Australian politics explainer: the Prices and Incomes Accord
- Written by Anthony Forsyth, Professor of Workplace Law, RMIT University
The Conversation is running a series of explainers on key moments in Australian political history, looking at what happened, its impact then, and its relevance to politics today.
During the Hawke-Keating years, the union movement – under the leadership of Australian Council of Trade Unions (ACTU) secretary Bill Kelty – became a partner in Labor’s economic rationalist agenda.
Through Accord agreements, unions accepted a degree of responsibility for Australia’s broader economic health. This was often at the expense of their own members’ interests.
What happened?
The Hawke Labor government had a strong incentive to seek a new approach to industrial relations when it came to office.
The last time Labor held government was under Gough Whitlam, between 1972 and 1975. At that time, Hawke was ACTU president, and the front man for the industrial militancy and wages explosion that saw inflation peak at 18% and unemployment reach 5% for the first time since the early 1940s.
Hawke was a confrontational union leader. But Hawke 2.0, the self-possessed teetotaller who became prime minister in 1983, preferred consensus.

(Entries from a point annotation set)

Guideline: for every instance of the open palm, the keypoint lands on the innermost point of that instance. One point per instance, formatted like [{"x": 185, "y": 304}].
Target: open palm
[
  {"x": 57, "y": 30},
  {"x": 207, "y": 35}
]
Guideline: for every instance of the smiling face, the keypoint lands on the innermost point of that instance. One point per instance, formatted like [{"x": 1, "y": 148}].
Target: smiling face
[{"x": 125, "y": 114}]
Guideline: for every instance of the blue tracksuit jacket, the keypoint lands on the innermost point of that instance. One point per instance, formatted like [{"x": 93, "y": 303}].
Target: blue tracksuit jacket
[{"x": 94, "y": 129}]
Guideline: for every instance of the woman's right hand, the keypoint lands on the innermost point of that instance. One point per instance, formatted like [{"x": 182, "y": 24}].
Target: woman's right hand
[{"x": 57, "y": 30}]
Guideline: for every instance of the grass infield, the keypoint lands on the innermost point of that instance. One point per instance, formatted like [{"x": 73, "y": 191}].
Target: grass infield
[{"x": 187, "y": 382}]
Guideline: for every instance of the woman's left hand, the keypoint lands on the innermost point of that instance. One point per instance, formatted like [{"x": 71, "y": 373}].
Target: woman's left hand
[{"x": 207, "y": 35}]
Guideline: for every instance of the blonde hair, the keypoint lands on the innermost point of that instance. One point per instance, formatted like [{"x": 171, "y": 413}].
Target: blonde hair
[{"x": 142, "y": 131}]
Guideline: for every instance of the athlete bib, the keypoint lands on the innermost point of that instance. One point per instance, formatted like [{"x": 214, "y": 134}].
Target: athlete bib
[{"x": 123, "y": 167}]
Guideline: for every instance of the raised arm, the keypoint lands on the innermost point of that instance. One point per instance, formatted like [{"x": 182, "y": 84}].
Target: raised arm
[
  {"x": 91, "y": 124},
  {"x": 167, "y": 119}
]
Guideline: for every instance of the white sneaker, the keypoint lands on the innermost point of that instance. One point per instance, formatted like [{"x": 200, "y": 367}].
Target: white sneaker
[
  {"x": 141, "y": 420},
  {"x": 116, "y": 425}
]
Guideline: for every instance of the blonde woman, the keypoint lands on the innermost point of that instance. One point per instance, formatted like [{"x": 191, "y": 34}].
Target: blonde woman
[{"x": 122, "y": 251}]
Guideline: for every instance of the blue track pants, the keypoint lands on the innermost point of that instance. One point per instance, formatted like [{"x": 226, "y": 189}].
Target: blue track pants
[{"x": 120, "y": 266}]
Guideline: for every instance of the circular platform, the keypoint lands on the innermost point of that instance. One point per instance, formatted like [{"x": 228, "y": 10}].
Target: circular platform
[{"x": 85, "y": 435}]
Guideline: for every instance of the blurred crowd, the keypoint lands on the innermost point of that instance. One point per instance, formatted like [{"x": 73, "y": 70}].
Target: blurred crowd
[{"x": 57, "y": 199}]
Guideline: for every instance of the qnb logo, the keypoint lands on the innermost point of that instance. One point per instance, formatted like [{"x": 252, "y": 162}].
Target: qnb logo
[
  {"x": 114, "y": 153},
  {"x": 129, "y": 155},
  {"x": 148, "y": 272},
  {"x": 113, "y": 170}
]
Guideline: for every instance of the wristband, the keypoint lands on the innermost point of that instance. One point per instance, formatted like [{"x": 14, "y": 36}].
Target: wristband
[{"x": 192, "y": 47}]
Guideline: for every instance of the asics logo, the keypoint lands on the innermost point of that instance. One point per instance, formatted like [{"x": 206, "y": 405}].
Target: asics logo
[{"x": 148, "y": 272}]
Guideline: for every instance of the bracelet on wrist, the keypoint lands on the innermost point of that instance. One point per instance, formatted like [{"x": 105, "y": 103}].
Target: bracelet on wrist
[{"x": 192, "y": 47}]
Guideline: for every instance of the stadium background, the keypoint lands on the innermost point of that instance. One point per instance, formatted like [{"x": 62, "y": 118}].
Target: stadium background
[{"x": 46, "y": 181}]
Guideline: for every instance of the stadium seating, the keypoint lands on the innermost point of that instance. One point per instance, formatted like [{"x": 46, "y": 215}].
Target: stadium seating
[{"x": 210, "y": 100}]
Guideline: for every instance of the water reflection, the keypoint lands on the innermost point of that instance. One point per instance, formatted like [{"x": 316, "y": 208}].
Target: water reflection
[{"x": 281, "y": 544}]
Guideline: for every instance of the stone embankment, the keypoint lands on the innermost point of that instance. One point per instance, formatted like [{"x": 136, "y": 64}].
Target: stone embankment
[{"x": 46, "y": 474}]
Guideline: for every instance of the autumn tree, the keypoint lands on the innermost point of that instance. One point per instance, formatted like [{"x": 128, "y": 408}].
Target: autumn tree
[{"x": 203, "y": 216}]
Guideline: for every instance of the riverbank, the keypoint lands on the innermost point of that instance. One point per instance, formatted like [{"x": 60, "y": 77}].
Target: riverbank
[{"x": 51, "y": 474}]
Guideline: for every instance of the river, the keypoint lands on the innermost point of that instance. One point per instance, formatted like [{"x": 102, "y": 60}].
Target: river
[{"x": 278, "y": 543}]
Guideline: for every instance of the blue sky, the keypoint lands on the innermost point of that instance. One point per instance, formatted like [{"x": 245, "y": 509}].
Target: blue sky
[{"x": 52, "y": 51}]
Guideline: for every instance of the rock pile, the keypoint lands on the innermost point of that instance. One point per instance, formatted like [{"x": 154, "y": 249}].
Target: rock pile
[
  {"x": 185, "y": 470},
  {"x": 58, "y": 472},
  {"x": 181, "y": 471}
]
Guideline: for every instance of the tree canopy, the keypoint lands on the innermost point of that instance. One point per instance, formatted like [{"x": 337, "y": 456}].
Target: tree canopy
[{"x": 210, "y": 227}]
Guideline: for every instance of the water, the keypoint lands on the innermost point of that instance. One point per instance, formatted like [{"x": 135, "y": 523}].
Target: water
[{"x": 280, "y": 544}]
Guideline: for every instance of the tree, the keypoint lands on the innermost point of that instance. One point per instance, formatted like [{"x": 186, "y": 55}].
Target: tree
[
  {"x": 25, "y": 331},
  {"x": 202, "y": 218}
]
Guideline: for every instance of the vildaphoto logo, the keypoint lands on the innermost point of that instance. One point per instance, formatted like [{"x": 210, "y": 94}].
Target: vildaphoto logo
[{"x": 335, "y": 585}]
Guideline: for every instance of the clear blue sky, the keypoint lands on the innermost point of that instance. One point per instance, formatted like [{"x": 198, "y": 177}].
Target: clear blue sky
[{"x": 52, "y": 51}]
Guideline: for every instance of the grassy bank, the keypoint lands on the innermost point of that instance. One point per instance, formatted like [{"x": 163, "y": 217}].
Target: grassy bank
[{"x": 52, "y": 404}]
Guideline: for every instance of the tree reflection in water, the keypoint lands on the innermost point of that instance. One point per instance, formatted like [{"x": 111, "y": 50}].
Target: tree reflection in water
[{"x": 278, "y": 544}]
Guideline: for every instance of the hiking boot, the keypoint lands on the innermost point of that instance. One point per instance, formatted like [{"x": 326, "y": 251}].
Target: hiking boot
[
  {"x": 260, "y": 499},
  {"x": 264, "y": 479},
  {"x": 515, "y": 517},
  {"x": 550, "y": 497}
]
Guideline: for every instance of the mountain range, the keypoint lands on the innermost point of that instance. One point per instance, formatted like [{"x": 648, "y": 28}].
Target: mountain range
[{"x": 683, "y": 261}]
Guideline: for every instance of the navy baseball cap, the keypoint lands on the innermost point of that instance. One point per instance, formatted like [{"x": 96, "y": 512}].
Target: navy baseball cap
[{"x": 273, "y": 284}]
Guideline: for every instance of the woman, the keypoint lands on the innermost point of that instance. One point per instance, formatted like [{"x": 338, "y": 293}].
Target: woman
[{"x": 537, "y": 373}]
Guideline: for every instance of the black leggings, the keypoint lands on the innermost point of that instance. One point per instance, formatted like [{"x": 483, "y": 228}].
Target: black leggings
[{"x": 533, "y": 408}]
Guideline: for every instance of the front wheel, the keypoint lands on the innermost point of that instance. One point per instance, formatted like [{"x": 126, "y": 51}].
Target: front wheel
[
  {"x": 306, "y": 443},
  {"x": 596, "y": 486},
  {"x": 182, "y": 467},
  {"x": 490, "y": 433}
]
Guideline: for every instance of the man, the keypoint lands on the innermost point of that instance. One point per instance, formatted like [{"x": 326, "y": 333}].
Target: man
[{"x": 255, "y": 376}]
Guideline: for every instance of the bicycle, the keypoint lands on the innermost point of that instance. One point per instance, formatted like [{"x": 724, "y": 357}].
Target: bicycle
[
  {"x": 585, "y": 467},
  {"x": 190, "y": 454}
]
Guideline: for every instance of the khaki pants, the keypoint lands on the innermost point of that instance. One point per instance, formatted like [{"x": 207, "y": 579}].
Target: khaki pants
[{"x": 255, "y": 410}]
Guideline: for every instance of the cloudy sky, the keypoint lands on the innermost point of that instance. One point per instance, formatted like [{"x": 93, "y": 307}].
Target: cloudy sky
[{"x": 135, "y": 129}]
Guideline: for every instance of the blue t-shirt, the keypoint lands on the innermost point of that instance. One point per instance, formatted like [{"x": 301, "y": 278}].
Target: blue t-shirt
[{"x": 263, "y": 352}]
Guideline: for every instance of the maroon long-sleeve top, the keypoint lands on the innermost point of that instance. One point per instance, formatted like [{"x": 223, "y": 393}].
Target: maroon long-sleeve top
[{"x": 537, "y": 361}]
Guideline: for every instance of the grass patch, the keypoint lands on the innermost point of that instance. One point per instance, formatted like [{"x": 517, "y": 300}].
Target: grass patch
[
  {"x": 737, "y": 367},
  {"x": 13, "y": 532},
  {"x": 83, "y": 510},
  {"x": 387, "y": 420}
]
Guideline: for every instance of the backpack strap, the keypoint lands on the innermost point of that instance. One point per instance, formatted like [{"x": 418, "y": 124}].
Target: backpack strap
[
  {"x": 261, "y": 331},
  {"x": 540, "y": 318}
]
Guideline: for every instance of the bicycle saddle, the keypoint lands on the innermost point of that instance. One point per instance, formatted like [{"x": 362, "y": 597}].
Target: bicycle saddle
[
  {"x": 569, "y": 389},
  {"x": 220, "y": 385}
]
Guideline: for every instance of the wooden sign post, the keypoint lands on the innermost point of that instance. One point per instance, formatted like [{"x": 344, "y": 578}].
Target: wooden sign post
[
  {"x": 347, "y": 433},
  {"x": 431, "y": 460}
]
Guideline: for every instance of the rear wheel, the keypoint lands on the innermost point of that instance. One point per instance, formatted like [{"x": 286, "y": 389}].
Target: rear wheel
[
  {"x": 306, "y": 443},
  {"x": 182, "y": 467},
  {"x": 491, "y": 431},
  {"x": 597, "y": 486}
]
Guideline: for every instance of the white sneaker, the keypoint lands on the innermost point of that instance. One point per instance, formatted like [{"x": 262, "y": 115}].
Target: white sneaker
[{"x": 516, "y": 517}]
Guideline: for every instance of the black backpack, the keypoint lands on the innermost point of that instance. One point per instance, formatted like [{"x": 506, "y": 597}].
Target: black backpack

■ WHAT IS ASKED:
a) According to the Prices and Incomes Accord explainer, who was the ACTU secretary during the Hawke-Keating years?
b) Rewrite the part of the listing that opens with the line containing "Guideline: for every instance of the black backpack, the" and runs through the end of the listing, switching "black backpack" to "red suitcase" and leaving everything else unchanged. Give only that part.

■ ANSWERS FOR THE EXERCISE:
a) Bill Kelty

b)
Guideline: for every instance of the red suitcase, the keypoint lands on the innermost point of that instance. One point per instance, formatted like [{"x": 506, "y": 597}].
Target: red suitcase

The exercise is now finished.